── Provided material
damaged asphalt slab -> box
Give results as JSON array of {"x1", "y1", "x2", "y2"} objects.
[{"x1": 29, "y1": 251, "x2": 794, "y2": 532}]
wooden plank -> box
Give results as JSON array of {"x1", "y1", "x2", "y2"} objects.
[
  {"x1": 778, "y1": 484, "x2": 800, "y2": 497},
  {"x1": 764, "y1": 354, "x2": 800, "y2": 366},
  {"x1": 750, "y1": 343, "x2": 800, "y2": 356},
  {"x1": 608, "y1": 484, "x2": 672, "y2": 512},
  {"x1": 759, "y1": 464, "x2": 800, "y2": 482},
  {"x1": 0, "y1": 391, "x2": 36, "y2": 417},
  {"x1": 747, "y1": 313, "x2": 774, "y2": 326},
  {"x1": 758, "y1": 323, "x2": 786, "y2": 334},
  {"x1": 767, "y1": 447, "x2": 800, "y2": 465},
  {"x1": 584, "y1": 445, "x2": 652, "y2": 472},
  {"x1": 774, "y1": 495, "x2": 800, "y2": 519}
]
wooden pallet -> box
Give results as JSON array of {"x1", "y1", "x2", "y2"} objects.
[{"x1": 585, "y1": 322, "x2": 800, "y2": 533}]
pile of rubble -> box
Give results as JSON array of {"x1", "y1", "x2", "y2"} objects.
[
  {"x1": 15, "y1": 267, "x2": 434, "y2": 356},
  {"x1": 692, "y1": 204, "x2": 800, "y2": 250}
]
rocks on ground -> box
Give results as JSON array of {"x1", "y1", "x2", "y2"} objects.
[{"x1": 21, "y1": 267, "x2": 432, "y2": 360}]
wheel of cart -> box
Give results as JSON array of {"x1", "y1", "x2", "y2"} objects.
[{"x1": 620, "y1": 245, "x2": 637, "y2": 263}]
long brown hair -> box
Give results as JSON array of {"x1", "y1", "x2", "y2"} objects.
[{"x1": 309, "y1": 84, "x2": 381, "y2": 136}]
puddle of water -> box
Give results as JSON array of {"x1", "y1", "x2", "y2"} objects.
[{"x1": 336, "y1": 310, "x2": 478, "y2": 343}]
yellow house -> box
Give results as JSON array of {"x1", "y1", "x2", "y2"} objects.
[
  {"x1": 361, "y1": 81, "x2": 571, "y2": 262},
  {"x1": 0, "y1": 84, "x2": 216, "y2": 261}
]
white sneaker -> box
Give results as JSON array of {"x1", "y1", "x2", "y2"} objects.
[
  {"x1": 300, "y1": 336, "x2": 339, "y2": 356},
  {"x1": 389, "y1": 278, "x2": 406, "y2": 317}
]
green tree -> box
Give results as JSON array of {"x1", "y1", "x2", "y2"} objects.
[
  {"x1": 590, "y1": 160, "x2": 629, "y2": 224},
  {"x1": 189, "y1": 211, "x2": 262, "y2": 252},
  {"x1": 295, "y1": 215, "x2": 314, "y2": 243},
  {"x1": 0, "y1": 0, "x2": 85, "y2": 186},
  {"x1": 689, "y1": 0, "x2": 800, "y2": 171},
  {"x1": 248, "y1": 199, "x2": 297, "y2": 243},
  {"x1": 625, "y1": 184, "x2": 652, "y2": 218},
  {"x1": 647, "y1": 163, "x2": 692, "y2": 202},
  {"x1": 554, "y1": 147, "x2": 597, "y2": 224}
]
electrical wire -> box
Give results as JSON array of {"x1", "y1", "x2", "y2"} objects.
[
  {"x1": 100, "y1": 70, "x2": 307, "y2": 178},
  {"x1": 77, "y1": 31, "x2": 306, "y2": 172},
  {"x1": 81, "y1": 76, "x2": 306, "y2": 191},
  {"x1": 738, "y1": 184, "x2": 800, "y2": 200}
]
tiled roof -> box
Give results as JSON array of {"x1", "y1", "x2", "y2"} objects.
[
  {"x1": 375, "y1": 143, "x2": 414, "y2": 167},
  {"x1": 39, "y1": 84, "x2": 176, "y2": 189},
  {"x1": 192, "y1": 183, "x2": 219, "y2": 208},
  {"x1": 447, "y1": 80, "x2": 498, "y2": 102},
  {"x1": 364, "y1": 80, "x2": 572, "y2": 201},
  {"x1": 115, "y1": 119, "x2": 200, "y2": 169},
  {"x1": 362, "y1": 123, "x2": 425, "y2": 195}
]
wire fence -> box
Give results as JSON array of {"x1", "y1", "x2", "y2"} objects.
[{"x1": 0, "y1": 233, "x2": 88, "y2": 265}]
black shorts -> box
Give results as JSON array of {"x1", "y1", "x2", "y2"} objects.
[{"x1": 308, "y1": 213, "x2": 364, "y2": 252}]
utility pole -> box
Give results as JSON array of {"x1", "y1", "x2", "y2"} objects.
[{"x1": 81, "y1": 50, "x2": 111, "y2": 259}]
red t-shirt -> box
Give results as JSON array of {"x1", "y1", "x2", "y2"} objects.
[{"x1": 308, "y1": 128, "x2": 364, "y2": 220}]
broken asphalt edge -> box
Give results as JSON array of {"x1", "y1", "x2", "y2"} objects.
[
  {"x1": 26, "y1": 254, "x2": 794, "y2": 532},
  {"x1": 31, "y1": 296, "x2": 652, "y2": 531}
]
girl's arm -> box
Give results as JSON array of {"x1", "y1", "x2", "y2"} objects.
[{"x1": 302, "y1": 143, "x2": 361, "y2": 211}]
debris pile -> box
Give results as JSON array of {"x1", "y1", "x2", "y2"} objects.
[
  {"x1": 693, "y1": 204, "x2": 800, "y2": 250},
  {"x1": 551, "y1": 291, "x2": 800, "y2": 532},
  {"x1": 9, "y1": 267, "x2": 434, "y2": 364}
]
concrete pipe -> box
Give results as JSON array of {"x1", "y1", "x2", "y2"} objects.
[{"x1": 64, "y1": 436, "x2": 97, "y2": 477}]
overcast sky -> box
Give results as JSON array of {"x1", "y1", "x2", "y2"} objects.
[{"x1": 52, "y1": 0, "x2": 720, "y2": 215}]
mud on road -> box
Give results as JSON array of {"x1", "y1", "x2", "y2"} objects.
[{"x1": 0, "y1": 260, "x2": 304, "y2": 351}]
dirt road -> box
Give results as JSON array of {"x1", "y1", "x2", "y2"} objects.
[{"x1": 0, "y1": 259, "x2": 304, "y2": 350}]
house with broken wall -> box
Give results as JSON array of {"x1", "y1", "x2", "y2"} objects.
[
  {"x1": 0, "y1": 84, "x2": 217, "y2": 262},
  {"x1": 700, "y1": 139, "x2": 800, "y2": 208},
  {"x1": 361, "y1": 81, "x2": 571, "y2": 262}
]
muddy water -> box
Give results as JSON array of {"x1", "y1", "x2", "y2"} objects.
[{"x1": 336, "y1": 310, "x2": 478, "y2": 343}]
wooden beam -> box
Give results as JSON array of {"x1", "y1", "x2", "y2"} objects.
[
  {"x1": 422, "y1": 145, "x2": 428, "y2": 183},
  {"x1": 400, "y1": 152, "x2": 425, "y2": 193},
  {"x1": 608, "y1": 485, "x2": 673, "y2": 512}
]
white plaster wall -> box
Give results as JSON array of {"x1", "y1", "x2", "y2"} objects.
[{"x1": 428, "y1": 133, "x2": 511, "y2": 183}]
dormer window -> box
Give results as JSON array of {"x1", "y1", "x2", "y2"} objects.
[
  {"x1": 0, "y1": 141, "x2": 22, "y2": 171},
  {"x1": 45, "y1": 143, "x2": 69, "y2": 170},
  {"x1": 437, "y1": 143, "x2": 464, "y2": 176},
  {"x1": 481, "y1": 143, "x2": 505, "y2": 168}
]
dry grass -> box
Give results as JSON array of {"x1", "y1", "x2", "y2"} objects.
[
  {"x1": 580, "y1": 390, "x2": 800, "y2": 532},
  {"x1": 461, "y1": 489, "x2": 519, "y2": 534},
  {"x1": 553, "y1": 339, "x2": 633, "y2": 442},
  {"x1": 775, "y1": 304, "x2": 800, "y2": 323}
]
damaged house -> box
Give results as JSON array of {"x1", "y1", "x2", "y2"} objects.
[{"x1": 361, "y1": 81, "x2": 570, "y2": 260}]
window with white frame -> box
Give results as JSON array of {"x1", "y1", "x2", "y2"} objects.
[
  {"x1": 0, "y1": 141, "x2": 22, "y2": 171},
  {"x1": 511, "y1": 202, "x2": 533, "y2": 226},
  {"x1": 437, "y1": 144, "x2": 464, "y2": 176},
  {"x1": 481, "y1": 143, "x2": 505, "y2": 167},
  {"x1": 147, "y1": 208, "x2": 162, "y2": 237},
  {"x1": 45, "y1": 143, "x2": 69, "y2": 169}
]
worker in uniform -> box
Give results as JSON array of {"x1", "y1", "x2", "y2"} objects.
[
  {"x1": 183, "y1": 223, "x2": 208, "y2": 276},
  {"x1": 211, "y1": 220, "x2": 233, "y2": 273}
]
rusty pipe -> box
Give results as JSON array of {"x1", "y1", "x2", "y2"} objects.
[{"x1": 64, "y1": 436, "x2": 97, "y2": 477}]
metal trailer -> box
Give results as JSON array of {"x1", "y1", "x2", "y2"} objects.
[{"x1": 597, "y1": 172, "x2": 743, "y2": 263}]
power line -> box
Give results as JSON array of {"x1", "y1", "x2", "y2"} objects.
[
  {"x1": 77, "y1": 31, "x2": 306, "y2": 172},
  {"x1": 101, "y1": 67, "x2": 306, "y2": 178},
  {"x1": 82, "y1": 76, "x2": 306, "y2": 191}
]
────
What is expected:
Write out verbatim the lines above, starting with the line that contains "power line -> box" and continuing through the final line of the items.

Answer to the task:
power line -> box
Give results as JSON array of {"x1", "y1", "x2", "y2"} objects.
[
  {"x1": 77, "y1": 31, "x2": 306, "y2": 172},
  {"x1": 101, "y1": 67, "x2": 306, "y2": 178},
  {"x1": 82, "y1": 76, "x2": 306, "y2": 191}
]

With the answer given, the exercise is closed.